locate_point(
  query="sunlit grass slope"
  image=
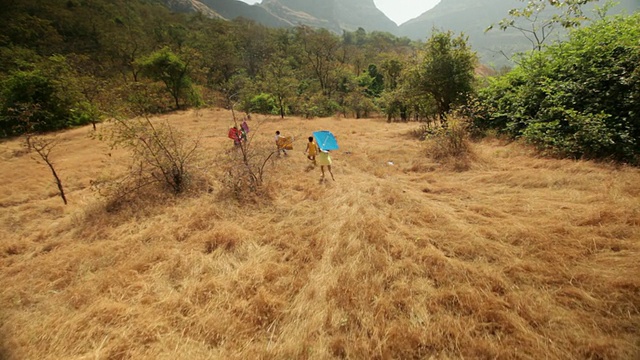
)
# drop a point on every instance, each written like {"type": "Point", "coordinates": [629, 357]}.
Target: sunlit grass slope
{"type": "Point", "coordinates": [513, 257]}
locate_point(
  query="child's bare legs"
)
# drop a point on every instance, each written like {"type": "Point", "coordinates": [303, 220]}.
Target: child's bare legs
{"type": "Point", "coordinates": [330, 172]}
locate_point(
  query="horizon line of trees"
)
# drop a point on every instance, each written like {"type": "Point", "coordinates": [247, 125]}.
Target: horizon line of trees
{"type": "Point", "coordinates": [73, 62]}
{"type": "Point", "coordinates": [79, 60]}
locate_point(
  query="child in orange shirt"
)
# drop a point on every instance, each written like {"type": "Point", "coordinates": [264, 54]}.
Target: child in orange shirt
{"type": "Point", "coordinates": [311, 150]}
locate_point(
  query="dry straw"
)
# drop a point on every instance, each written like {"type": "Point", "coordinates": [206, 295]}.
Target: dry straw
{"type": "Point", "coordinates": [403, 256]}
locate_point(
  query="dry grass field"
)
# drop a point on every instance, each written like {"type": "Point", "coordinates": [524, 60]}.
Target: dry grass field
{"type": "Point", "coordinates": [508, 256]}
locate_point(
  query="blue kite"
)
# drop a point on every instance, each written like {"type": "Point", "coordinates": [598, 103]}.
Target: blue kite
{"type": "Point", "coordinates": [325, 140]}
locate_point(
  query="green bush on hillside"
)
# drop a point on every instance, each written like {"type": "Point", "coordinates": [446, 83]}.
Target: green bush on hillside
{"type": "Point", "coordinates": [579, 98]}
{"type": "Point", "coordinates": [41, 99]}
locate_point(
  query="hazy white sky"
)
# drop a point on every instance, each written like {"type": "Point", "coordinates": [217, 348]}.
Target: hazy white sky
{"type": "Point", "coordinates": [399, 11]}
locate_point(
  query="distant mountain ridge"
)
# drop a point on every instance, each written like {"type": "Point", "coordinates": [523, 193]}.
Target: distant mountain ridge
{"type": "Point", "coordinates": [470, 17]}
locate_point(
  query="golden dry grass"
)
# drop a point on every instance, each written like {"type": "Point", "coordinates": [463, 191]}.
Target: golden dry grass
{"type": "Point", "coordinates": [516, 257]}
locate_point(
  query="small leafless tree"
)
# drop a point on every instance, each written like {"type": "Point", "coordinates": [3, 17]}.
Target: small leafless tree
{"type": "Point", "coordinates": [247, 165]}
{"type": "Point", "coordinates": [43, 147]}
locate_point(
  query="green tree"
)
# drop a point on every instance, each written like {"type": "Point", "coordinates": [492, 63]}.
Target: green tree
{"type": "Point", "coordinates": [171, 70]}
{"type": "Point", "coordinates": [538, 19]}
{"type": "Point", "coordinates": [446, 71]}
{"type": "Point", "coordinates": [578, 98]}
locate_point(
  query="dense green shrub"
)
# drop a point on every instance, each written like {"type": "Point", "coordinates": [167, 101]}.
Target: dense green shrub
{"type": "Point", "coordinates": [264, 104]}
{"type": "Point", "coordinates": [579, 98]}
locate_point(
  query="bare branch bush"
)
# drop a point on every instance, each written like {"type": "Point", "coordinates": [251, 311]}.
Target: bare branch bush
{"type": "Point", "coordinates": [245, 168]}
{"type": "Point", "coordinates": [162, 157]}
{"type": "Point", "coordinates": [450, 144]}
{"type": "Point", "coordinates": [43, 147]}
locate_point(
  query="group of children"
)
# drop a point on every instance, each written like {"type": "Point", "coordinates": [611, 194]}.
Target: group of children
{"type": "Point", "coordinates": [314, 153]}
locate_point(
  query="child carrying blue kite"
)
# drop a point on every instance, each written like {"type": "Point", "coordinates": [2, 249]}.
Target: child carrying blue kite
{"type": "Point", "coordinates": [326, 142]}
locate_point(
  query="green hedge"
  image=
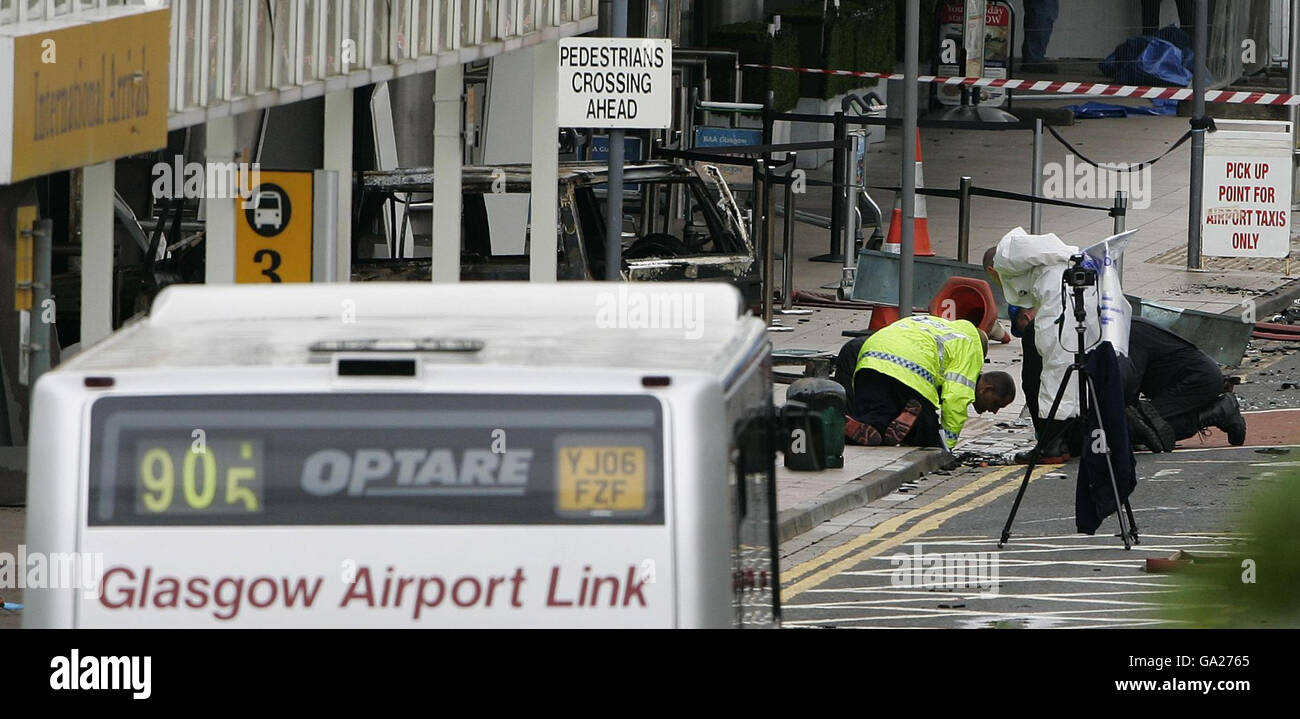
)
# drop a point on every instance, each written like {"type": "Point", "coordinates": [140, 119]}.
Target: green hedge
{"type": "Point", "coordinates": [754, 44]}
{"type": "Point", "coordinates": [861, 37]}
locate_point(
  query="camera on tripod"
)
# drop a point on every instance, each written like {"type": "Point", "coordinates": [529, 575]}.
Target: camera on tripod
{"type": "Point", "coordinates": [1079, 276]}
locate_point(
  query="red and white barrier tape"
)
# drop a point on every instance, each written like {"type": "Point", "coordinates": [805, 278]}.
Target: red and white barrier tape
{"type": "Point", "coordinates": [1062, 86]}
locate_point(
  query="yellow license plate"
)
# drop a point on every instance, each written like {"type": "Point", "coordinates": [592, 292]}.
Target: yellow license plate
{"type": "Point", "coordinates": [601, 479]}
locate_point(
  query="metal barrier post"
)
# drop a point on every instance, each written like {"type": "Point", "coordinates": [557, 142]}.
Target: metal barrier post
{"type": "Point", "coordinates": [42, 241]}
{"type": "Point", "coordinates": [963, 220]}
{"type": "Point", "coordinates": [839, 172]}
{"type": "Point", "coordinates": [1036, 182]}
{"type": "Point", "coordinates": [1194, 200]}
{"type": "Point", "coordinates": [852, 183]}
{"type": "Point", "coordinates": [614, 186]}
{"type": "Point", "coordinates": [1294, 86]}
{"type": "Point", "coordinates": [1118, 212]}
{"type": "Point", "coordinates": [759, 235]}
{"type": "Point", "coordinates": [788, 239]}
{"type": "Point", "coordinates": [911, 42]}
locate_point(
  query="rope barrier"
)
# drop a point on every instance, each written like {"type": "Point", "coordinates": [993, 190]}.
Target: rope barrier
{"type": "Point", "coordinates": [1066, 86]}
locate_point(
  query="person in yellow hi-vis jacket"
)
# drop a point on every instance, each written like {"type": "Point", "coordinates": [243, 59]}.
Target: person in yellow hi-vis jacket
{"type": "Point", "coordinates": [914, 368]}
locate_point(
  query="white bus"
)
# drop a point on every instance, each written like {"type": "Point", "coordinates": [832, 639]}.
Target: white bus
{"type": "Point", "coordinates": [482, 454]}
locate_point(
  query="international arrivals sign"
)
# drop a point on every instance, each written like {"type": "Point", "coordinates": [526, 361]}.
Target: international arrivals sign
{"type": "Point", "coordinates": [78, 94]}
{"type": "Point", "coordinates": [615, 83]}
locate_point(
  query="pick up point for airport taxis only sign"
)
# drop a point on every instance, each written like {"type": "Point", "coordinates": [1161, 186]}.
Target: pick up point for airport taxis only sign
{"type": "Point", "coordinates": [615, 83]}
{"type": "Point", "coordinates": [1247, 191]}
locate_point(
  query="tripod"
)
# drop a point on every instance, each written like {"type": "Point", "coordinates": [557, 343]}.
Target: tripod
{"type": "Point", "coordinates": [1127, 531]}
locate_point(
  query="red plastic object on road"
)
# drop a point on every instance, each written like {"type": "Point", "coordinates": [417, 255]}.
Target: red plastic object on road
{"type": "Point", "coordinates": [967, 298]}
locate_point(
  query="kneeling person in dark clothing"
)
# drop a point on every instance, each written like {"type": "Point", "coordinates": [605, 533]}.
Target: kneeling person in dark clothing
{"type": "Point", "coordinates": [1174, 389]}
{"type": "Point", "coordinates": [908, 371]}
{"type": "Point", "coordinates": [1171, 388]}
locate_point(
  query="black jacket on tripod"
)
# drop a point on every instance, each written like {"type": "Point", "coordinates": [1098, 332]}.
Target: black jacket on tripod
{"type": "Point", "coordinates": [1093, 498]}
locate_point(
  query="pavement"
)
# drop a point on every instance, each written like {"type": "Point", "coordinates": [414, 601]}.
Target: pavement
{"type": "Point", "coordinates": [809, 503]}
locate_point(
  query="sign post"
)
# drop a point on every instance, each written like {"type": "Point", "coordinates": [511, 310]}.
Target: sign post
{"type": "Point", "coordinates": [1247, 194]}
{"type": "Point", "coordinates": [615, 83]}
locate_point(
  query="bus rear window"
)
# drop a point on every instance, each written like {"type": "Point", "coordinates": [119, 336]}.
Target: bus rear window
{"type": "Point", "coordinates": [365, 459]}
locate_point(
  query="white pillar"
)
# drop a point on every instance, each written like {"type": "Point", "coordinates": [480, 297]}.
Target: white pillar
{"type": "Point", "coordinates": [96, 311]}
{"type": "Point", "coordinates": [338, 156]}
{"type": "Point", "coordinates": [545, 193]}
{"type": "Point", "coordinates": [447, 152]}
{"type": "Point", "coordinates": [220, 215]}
——
• _Short exercise_
State how many lines of the records contain the word "legs". Give only the number.

• _Result of the exercise_
2